Given task A:
In the bug thread about ast.literal_eval below, list each metadata field given after the first message, with its value.
Given task B:
Please pick up the bug thread about ast.literal_eval below and continue it from its last line.

Begin Extract to read

[issue22221] ast.literal_eval confused by coding declarations

2014-08-17 Thread Jorgen Schäfer

New submission from Jorgen Schäfer:

The ast module seems to get confused for certain strings which contain coding 
declarations.

>>> import ast

>>> s = u'"""\\\n# -*- coding: utf-8 -*-\n"""'
>>> print s
"""\
# -*- coding: utf-8 -*-
"""
>>> ast.literal_eval(s)
Traceback (most recent call last):
  File "", line 1, in 
  File "/home/forcer/Programs/Python/python2.7/lib/python2.7/ast.py", line 49, 
in literal_eval
node_or_string = parse(node_or_string, mode='eval')
  File "/home/forcer/Programs/Python/python2.7/lib/python2.7/ast.py", line 37, 
in parse
return compile(source, filename, mode, PyCF_ONLY_AST)
  File "", line 0
SyntaxError: encoding declaration in Unicode string

--
components: Library (Lib)
messages: 225464
nosy: jorgenschaefer
priority: normal
severity: normal
status: open
title: ast.literal_eval confused by coding declarations
versions: Python 2.7

___
Python tracker 
<http://bugs.python.org/issue1>
___
___
Python-bugs-list mailing list
Unsubscribe: 
https://mail.python.org/mailman/options/python-bugs-list/archive%40mail-archive.com



[issue22221] ast.literal_eval confused by coding declarations

2014-08-22 Thread Jorgen Schäfer

Jorgen Schäfer added the comment:

I do not understand how your comments apply to this bug. There is no
comment anywhere.  There is a single string literal whose contents look
like a comment. The expression parses correctly without syntax error if you
add a few newlines in front. Could you clarify your objection?
On Aug 22, 2014 9:59 PM, "Terry J. Reedy"  wrote:

>
> Terry J. Reedy added the comment:
>
> This issue is about the SyntaxError message for eval functions, not the
> ast module per se. My first response is that the reported message is not a
> bug and that this issue should be closed as 'not a bug'.
>
> (General reason) Trying to eval an expression preceded by a comment on its
> own line or followed by a comment works.
>
> >>> eval("#before\n'string'#after")
> 'string'
>
> Trying to eval a bare comment *is* a syntax error.
>
> >>> eval("#comment\n")
> ...

End Extract to read
Begin Extracted records

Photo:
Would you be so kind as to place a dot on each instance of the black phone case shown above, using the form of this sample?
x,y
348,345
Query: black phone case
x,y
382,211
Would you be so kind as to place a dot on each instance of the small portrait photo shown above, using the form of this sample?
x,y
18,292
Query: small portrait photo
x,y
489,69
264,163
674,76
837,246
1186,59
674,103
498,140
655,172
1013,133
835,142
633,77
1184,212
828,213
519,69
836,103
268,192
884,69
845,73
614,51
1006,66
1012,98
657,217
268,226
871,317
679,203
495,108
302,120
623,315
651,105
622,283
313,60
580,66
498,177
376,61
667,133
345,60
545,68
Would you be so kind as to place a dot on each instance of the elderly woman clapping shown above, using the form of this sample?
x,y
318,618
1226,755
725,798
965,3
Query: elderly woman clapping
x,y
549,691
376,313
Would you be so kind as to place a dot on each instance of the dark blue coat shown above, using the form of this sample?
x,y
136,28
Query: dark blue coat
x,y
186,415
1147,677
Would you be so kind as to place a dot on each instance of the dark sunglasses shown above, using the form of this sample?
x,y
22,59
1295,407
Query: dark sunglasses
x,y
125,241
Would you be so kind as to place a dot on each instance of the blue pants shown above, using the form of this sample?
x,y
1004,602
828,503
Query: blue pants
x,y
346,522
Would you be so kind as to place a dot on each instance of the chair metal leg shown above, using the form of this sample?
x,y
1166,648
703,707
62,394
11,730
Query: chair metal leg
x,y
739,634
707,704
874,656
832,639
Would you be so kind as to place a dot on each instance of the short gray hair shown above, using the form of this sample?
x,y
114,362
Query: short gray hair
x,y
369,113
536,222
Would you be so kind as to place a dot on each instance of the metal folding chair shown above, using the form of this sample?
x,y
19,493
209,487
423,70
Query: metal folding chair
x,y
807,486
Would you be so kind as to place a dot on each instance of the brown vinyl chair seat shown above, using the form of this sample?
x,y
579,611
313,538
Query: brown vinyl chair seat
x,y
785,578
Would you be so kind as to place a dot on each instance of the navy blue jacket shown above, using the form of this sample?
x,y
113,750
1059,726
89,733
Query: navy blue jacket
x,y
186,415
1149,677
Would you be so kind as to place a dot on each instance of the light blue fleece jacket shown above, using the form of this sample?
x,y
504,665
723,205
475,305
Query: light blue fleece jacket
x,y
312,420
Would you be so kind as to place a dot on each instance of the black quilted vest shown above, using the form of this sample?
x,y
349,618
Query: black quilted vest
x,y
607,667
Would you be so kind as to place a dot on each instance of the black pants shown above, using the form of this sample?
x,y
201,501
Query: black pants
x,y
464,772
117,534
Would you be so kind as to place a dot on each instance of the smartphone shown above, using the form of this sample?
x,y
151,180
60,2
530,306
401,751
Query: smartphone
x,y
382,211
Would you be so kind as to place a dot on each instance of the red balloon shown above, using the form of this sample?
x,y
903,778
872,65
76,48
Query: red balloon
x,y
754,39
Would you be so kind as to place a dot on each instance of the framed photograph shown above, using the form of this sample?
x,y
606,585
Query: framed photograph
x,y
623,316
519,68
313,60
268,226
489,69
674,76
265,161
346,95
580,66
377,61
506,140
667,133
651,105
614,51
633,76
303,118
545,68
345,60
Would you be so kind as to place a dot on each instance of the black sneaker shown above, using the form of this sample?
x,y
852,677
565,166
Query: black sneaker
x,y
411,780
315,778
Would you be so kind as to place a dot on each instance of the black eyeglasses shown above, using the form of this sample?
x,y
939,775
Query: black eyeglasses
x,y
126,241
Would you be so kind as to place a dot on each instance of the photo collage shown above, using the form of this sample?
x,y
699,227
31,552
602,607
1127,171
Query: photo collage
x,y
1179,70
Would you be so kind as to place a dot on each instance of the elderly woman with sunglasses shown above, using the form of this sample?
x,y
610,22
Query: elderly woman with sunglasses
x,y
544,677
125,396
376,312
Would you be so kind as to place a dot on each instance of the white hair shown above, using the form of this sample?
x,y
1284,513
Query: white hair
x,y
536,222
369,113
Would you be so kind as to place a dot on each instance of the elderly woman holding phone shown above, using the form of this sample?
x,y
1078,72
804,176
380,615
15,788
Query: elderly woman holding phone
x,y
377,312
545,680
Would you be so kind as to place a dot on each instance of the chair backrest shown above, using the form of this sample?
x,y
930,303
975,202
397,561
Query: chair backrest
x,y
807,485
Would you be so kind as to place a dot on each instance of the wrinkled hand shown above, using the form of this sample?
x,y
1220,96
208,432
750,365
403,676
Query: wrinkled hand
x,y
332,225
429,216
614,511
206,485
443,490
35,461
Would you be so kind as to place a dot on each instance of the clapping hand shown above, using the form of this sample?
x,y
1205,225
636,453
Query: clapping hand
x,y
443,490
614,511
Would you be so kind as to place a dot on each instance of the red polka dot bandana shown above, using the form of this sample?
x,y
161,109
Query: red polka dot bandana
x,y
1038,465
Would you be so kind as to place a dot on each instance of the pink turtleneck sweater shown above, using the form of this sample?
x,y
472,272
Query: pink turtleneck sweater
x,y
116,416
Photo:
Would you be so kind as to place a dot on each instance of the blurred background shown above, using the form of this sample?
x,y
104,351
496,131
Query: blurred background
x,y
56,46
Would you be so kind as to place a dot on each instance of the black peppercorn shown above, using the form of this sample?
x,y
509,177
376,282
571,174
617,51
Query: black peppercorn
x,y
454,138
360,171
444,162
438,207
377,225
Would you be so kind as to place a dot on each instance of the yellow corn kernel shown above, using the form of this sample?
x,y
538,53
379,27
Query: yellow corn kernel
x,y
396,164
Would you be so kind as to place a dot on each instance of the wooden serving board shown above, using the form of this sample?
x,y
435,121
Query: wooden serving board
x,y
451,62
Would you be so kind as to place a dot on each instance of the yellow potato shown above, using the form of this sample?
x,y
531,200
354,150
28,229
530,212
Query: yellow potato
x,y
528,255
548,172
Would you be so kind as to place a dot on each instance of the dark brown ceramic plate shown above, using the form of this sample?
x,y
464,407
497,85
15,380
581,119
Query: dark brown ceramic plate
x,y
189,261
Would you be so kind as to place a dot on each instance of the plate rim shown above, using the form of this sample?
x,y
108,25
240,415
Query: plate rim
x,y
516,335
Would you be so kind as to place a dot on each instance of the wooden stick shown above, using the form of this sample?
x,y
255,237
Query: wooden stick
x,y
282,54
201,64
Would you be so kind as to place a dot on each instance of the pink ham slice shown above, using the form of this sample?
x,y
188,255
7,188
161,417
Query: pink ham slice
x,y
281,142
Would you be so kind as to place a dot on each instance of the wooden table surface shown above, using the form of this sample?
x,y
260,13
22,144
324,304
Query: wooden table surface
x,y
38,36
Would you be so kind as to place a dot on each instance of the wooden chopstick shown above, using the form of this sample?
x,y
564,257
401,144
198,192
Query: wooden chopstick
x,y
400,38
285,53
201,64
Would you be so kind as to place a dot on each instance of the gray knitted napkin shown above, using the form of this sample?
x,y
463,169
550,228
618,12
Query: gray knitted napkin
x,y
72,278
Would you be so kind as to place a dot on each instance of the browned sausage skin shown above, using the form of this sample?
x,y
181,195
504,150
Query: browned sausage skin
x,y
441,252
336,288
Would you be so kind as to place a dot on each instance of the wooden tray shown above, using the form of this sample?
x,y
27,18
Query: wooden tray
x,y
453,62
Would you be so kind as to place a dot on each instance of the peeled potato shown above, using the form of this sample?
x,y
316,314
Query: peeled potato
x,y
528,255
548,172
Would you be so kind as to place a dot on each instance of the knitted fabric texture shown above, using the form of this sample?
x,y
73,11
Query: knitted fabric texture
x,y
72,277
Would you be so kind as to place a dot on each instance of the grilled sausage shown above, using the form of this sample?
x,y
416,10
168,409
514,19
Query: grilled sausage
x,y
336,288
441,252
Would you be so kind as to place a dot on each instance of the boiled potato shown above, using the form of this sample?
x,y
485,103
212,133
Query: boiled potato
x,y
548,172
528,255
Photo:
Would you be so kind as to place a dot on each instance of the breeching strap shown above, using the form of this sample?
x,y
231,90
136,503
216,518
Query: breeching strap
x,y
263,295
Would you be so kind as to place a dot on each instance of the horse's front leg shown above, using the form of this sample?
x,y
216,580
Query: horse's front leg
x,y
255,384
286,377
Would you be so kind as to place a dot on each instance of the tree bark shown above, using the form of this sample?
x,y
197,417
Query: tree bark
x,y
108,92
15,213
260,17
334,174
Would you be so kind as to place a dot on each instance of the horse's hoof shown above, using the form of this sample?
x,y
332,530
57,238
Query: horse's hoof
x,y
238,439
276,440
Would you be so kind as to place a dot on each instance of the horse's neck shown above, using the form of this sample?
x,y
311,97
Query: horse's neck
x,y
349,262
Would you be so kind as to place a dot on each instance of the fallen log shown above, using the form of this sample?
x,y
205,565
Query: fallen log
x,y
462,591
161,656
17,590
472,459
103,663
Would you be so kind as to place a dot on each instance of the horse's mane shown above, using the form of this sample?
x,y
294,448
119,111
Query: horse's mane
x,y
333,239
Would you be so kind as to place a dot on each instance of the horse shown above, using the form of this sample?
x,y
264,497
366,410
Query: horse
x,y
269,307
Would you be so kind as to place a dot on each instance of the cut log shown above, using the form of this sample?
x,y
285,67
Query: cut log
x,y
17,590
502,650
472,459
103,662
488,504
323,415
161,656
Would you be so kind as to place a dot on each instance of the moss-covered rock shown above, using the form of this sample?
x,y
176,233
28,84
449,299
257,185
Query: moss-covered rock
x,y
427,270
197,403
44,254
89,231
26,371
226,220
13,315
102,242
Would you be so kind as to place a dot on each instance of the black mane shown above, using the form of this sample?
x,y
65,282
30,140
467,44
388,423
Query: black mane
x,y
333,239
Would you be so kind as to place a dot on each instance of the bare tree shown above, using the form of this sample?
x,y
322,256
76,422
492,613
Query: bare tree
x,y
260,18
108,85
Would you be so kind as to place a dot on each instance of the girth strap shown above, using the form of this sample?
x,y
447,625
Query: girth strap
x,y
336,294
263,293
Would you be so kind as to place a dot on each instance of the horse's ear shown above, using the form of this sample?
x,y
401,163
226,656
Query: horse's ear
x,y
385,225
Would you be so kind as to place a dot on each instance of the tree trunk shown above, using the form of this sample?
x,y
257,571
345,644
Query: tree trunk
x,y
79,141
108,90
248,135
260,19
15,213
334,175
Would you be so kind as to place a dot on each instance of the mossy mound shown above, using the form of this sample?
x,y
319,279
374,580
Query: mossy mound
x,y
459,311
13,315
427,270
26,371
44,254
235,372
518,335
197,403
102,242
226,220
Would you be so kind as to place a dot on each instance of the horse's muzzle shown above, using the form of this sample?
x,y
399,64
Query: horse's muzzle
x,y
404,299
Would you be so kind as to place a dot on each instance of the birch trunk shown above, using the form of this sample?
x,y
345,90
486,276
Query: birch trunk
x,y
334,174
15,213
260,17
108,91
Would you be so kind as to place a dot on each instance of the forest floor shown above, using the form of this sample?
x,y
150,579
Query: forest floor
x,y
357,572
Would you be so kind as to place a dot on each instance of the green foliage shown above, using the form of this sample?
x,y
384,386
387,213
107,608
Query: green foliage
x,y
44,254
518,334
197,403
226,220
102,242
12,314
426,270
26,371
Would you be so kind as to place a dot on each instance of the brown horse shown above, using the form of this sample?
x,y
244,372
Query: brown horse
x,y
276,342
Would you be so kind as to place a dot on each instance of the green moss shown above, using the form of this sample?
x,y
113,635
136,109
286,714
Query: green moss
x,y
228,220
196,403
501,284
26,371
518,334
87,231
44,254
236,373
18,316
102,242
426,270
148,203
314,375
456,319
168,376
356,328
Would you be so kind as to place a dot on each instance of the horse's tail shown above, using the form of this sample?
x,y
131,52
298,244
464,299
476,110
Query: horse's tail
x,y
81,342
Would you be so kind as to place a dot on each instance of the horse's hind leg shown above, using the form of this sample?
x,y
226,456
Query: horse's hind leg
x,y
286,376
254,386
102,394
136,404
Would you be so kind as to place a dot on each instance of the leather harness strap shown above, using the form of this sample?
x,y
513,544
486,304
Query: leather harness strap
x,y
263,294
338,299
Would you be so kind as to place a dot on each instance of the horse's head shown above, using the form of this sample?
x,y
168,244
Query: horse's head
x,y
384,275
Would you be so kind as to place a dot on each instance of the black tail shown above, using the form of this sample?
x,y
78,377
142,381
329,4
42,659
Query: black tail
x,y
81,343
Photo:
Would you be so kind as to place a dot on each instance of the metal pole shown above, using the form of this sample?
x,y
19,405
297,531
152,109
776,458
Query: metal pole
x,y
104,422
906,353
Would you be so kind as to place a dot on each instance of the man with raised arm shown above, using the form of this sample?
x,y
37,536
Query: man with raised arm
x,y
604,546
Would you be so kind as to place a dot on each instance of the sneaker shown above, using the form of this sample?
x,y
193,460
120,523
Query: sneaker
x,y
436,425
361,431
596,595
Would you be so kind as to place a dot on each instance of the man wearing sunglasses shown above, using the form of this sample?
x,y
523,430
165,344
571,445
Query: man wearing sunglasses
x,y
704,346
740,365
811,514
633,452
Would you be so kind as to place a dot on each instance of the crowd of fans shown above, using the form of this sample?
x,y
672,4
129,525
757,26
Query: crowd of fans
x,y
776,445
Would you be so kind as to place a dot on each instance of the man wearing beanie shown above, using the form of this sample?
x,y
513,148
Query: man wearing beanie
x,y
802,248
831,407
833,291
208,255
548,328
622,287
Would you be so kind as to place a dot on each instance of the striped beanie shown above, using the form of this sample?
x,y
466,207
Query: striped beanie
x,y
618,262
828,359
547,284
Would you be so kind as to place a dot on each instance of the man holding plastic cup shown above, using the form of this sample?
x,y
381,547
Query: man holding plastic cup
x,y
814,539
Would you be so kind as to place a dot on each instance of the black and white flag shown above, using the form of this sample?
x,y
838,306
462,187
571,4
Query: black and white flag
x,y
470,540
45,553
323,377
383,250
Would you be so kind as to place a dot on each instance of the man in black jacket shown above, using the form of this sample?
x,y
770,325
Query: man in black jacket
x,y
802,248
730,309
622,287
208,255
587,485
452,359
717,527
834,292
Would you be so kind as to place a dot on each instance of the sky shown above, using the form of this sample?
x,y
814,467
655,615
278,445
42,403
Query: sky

End Extracted records

Reply A:
components: Library (Lib)
messages: 225464
nosy: jorgenschaefer
priority: normal
severity: normal
status: open
title: ast.literal_eval confused by coding declarations
versions: Python 2.7

Reply B:
> SyntaxError: unexpected EOF while parsing
>
> So the issue as presented is the special-case message.  However, messages
> are not part of the language specification and improving them is
> often/usually/always? treated as an enhancement.  Changing them will break
> code and tests that depend on the exact wording. 2.7 does not get
> enhancements.
>
> (Specific reason) In 2.x, the input to (literal-)eval is either latin-1
> encoded bytes or unicode. 'Latin-1' input could potentially consist of an
> encoding declaration on one line followed on the next line by a literal
> string encoded as indicated.
>
> >>> le("# -*- coding: utf-8 -*-\n'string'")
> 'string'
>
> Unicode input, the subject of this issue, is encoded to latin-1, which
> means that any literal string in the expression has to be latin-1 encoded.
> Therefore, a latin-1 encoding declaration is redundant and anything else is
> either redundant (if the original unicode only contains characters that
> encode the same in latin-1, as in the example above) or wrong, with hard to
> predict behavior.  Someone thought it worthwhile to add the special case
> check.  I think it should be left as is.
>
> Jorgen, please either close this or explain why you think not, in light of
> the above.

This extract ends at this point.